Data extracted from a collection
☆ ☆ ☆ ☆ ☆ ☆ ☆

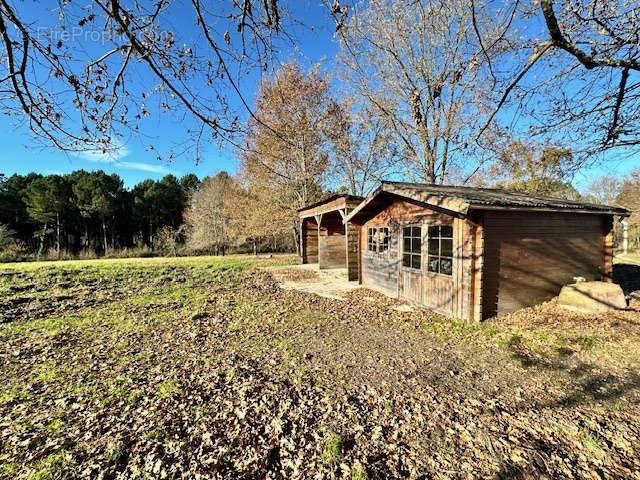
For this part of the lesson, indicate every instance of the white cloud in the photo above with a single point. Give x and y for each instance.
(114, 156)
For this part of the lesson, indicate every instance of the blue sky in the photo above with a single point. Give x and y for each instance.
(137, 162)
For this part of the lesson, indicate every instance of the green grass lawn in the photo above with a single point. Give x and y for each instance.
(172, 368)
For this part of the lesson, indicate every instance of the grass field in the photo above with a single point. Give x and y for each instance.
(174, 368)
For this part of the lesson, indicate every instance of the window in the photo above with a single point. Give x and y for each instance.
(378, 239)
(411, 247)
(440, 245)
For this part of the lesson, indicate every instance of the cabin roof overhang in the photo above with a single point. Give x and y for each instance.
(460, 201)
(339, 203)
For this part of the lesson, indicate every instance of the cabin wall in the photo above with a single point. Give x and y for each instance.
(332, 242)
(529, 256)
(451, 295)
(309, 241)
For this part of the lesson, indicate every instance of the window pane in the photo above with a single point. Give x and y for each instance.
(446, 247)
(433, 264)
(434, 246)
(416, 245)
(446, 265)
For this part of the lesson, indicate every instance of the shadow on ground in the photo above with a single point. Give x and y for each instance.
(627, 276)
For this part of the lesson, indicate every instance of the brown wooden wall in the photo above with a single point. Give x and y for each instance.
(529, 256)
(332, 242)
(451, 295)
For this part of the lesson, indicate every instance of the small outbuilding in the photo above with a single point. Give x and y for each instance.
(470, 253)
(325, 238)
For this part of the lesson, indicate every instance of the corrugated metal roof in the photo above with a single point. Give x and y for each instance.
(463, 199)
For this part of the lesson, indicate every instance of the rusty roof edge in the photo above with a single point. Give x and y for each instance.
(603, 210)
(399, 192)
(364, 203)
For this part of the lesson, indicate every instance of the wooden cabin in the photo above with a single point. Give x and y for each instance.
(325, 238)
(474, 253)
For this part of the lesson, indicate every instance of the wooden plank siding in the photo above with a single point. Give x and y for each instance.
(529, 256)
(352, 252)
(332, 242)
(449, 295)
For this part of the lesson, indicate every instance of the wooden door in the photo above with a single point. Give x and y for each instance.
(411, 263)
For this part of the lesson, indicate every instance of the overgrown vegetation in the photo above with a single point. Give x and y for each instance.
(178, 367)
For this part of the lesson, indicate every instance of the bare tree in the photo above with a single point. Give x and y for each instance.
(421, 68)
(576, 78)
(77, 85)
(605, 189)
(215, 216)
(287, 162)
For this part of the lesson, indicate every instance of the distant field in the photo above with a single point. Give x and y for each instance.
(172, 368)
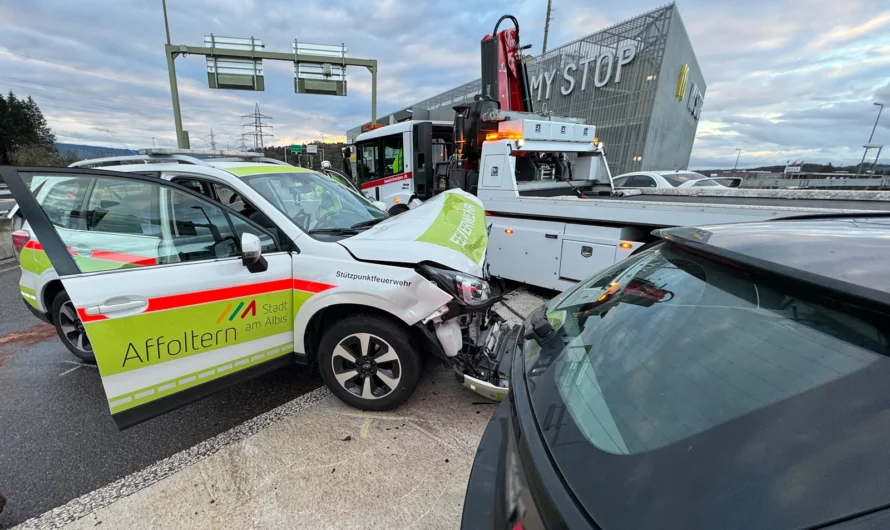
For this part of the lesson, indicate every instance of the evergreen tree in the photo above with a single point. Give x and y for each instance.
(24, 133)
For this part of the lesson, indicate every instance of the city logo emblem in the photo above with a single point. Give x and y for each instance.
(251, 308)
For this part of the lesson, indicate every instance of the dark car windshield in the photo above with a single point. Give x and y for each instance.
(679, 382)
(679, 178)
(313, 201)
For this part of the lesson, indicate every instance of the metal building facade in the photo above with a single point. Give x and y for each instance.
(637, 81)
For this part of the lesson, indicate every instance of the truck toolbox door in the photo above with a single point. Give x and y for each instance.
(158, 283)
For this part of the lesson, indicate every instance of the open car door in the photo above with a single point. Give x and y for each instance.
(171, 288)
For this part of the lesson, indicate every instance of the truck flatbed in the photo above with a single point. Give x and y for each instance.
(660, 207)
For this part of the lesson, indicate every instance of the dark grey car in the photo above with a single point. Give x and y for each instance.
(728, 377)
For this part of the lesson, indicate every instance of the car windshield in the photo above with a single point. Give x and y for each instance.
(313, 201)
(670, 362)
(679, 178)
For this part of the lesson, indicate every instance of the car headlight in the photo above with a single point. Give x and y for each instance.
(466, 288)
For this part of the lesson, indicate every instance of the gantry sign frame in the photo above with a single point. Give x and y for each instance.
(172, 51)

☆ ☆ ☆ ☆ ☆ ☆ ☆

ACTIVITY
Only the text of the records belongs in your answer, repeated exactly; the pictures stay out.

EXERCISE OUTPUT
For this part of the lesson, indicate every instance of the white cloud in the photo above with a single point. Give x and y for each instance.
(114, 156)
For this part of the lesson, indicate every instance of the blue sky in the photo above with a single point. Give x and y for each instance.
(137, 162)
For this part of the lesson, indicate every instance of the green grass lawn in the photo above with a single point. Give x and y for each instance.
(172, 368)
For this part of the lesson, indicate every instance of the grass field in the photo above with a single point. Give x and y for each instance.
(174, 368)
For this part of the lesson, indicate every instance of the window in the photo above with a single point. Give x and y for each instance.
(378, 239)
(411, 247)
(440, 245)
For this part of the lesson, indicate every instance of the cabin roof overhang in the photo above with a single point. Give x and y for each instance.
(460, 201)
(339, 203)
For this part of the lesson, indicate every instance of the cabin wall in the photo above with a single point. Give x and y for each instance.
(332, 242)
(529, 256)
(451, 295)
(309, 241)
For this part of the lesson, indicate every instance of the window pane in the photo above with a single point. Give x and y for each instance.
(446, 247)
(433, 264)
(434, 246)
(416, 245)
(446, 265)
For this part of the lesson, indicate every instance of the shadow on ground in the photo above with a single point. Give x and y for each instance.
(627, 276)
For this part of the lesson, indicate every instance of the brown wooden wall in the photo above with a single point. Give x and y for each instance.
(529, 256)
(332, 242)
(451, 295)
For this part of the lesson, indicate every instance of the small outbuilding in the photo above with a single point. Give x and y for each instance.
(470, 253)
(325, 238)
For this part of the lesson, indicate every instance of the corrugated metal roof in the photo above with a single point. Give x and y for each instance.
(463, 199)
For this part of the lesson, indicate every instance of the rusty roof edge in the photo above with a single point. Give x and y for each instance.
(603, 210)
(399, 192)
(364, 203)
For this part of the lesson, indicate every instance of the wooden cabin in the photo above with a single point. Give x and y for each instance.
(325, 238)
(474, 253)
For this part of the lesson, indicate every instance of the wooden plank siding in the photo above with a single point. Give x and y for each instance.
(529, 256)
(352, 252)
(332, 242)
(449, 295)
For this part of the lesson, indicate every instance of the wooden door in the photo above with a single point. Give x and y for each instance.
(411, 263)
For this part of the lesson, indicate every instance of the overgrown vegetation in the photo above with a single point. Give x and y for each instance.
(178, 367)
For this part of the lesson, indicate every instance of the bare tree in the photo above with a single point. Give x and y for each instance.
(421, 68)
(576, 78)
(77, 85)
(605, 189)
(215, 216)
(287, 162)
For this part of the lesson, indicate every instance of the distant field in the photo above with a single point. Give x and y for each instance.
(172, 368)
For this part of the lesson, indicate every instance of the evergreen tree in the photo above with a single point. Give x and y for each instance.
(24, 133)
For this part of the lesson, indicate every instance of the city logo emblem in the photo above with a single point. Give x and y for each instance.
(251, 308)
For this part of the lesson, indicate every instance of the dark car windshield in the photo above with a single point. Give x and y for each instance.
(679, 382)
(679, 178)
(313, 201)
For this part of the lesson, indicate every instance of the metal building facade in the photo above with a single point. Give x and y for each instance.
(637, 81)
For this part of the lesson, indicate every instance of the truck toolbox door in the photo above with a single point. Give x and y for each instance.
(158, 283)
For this part of the lesson, indicate every instance of the open car door in the photo above with a single point. Give x and y for each instance.
(171, 288)
For this part of the lesson, indicate every instance of the truck flatbed in the photo above with a single point. Give x and y for each instance.
(660, 207)
For this part of the lesson, indicate every instance of the dark grey car in the photo above with a single point. Give x and y for each instance.
(728, 377)
For this part of the lesson, indicate every instance of the car windshield in the photo above with a single point. Give x and y for each instance.
(313, 201)
(670, 362)
(679, 178)
For this part of the lesson, indicate every instance of the car headlight in the photo above with a single point. Give x and y for each instance.
(466, 288)
For this part of the lesson, indicate every instance of the gantry sign frame in the photo above with a single point. Give x and y for each instance.
(172, 51)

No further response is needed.